S.B. suffered multiple gunshot wounds. So did S.K., including a fatal gunshot wound to the chest.

Sixteen .9 millimeter shell casings and ten .10 millimeter casings were recovered from the scene. Law enforcement found a Glock 29 .10 millimeter pistol while investigating a different murder. It was loaded with a 15-round magazine. The prosecution's expert on firearm and toolmark identification opined that two firearms were used in the shooting, and the .10 millimeter cartridge cases were fired by the recovered Glock 29 .10 millimeter pistol.

II. DISCUSSION

A. Alleged Prosecutorial Error

1. Closing Argument

During closing argument, the prosecutor read various text messages, including those set forth above, and argued about what the messages meant. Defense counsel objected that the prosecutor's comments shifted the burden of proof and referred to matters that were not in evidence:

"[PROSECUTOR]: We look at the communication from the defendant's phone on the day of the murder.

" 'Is the 29 home?' In the morning, this is from [defendant's phone] to unknown person ....We don't know who-we don't know who it is to, but we know who it is from.

"The 29, our murder weapon is a Glock 29.

"Another text message later in the day, 4:54 p.m., 'Come 2 15 clip.' What is in [People's Exhibit No.] 166, murder weapon, a .15 clip. This is it, this is the 29 when he's talking about 'Is the 29 home?' We haven't heard any other explanation. This is the only reasonable explanation you're going to hear about

"[DEFENSE COUNSEL]: I object, sounds like he's trying to shift the burden to me.

"THE COURT: Defense has no burdens here. This is argument. Remember that defense doesn't have the burden, the burden is solely on [the prosecutor].

"[PROSECUTOR]: 'Is the 29 home,' murder weapon is a Glock 29.

"We see at 10:19 this is S[.K.] texting S[.B.], 'Bong[,] can you call, check they done.' This is in reference to the 50-pound marijuana deal that was going to go on. They done. He's checking on where is my 50,000 dollars.

"[DEFENSE COUNSEL]: I object to that. There is no evidence of that at all.

"THE COURT: He's drawing inferences from it, overruled.

"[PROSECUTOR]: We see the text messages, 'You on the way yet?' 'Yes, four minutes away.' He texts S[.K.] says he's coming.

"We have at 10:24 the last communication that is ever made between the two. And what does S[.B.] tell you, he says, 'I'm outside, come outside.'

"We see at 10:29 this is when Bruce starts texting the defendant. These are all those . . . text messages with the defendant. There is a gap between 11:05 and 12:53. Over an hour and 45 minutes he says, 'I got blurp. Is he okay?['] If he did-'blurp' means gets pulled over. You would have heard about that if he had got pulled over

"[DEFENSE COUNSEL]: Shifting the burden to me, I object to that.

"THE COURT: This is argument. He's drawing his inferences. [¶] Remember the defense has no burden whatsoever.

"[¶] . . . [¶]

"[PROSECUTOR]: There is no conversations between 11:05 and 12:53, for an hour and 45 minutes, and then the defendant says, 'I got blurp.' [¶] Why is there no communication for an hour and 45 minutes? [¶] We know he never contacted S[.B.] again after 10:24. [¶] If he's his uncle, so concerned with him, why no contact? [¶] It wasn't because he got pulled over by the police, the blurp, I got blurp.

DATA TO PROCESS:
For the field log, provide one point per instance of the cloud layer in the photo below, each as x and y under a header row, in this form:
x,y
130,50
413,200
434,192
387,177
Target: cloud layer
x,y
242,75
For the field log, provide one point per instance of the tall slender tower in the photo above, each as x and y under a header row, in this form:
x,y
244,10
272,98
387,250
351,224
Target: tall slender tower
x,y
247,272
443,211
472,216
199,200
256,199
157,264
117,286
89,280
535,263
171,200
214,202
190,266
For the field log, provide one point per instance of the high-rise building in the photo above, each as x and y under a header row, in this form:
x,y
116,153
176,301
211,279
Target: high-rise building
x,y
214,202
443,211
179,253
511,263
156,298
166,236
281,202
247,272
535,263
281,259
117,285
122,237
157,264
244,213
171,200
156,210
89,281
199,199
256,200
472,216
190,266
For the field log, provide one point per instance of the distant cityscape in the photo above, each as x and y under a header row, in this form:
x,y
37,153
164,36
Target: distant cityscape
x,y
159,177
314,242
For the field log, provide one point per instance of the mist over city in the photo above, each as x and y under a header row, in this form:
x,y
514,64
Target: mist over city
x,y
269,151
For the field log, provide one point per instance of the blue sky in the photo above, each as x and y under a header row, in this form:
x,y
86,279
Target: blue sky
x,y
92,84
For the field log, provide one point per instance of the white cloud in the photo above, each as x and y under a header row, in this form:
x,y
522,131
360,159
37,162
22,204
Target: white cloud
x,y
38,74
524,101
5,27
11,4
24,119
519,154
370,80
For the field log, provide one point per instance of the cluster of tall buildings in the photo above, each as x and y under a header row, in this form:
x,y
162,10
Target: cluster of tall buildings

TASK SET:
a: Edit every one of the records that follow the court excerpt by putting "survey sheet" wherever "field log" appears, leaving everything else as it is.
b: Resume the court excerpt about the prosecutor's closing argument from its last sentence.

ANSWERS BY TASK:
a:
For the survey sheet, provide one point per instance of the cloud layer in the photo below, each as x and y under a header row, in this form:
x,y
130,50
413,200
434,192
387,177
Target: cloud layer
x,y
242,75
For the survey sheet, provide one point per instance of the tall slender tower in the photo above, each as x and y under a header row, in this form:
x,y
244,10
272,98
387,250
351,224
Target: tall slender tower
x,y
247,272
443,211
472,216
199,200
256,199
157,264
117,286
89,280
535,263
171,200
214,202
190,266
For the survey sheet, provide one point per instance of the high-rise building in the photo above, each as x and y under a header row, in this form:
x,y
116,153
176,301
211,279
Target: high-rise building
x,y
214,202
443,211
179,253
511,263
156,298
166,236
281,202
247,272
535,263
281,259
117,285
122,237
157,264
244,213
171,200
156,210
89,281
199,199
256,200
472,216
190,266
For the survey sheet, provide one point per instance of the distant cityscape in the photo above, each as x and y under a header row, in this form:
x,y
37,153
164,36
Target: distant cityscape
x,y
159,177
314,242
For the survey sheet, provide one point per instance of the mist over city in the photo above, each as x and y under a header row, in this form:
x,y
514,64
Target: mist over city
x,y
269,151
For the survey sheet, provide one point per instance of the blue sky in the photo above, each as x and y under a header row, in this form:
x,y
86,279
Target: blue sky
x,y
92,84
For the survey sheet, provide one point per instance of the white cloud in the photo above, each as x and y under a header row, in this form:
x,y
522,131
360,159
37,162
22,204
Target: white cloud
x,y
38,74
524,101
5,27
11,4
24,119
519,154
370,80
For the survey sheet, provide one point per instance of the cluster of tall buildings in the photo above, each as x and y under a header row, in this form:
x,y
162,10
Target: cluster of tall buildings

b:
"Defense, they don't have to do anything. They don't have to call a single witness in the case. They don't have to be in the room. I have to prove this case beyond a reasonable doubt. One logical witness would be an officer who pulled over.

"[DEFENSE COUNSEL]: Again, that shifts the burden to me. It's an improper argument.

"THE COURT: There is no burden shifting here. Defense has absolutely no burden whatsoever.

"[PROSECUTOR]: We heard from a lot of officers. We didn't hear any officers testifying about any traffic stop that day.

"[DEFENSE COUNSEL]: Same objection.

"[¶] . . . [¶]

"THE COURT: Overruled."

Later, defense counsel successfully objected to an additional comment regarding one of the text messages:

"[PROSECUTOR]: We see the text message from . . . S[.K.] to S[.B.], 'Bong, can you call, check they done' about the marijuana transaction, 'Are they done? Where's the money?' [¶] He testified he was supposed to bring the money back to S[.K]. The text is

"[DEFENSE COUNSEL]: That was objected to. I think that was stricken. I'm going to object to that. There is no evidence of that.

"THE COURT: Sustained."

2. Applicable Legal Standards

"Advocates are given significant leeway in discussing the legal and factual merits of a case during argument. [Citation.] However, 'it is improper for the prosecutor to misstate the law generally [citation], and particularly to attempt to absolve the prosecution from its . . . obligation to overcome reasonable doubt on all elements [citation].'" (People v. Centeno (2014) 60 Cal.4th 659, 666.) Further, "mischaracterizing the evidence is misconduct." (People v. Hill (1998) 17 Cal.4th 800, 823.) "When attacking the prosecutor's remarks to the jury, the defendant must show that, '[i]n the context of the whole argument and the instructions' [citation], there was 'a reasonable likelihood the jury understood or applied the complained-of comments in an improper or erroneous manner. [Citations.] In conducting this inquiry, we "do not lightly infer" that the jury drew the most damaging rather than the least damaging meaning from the prosecutor's statements.'" (People v. Centeno, supra, at p. 667.)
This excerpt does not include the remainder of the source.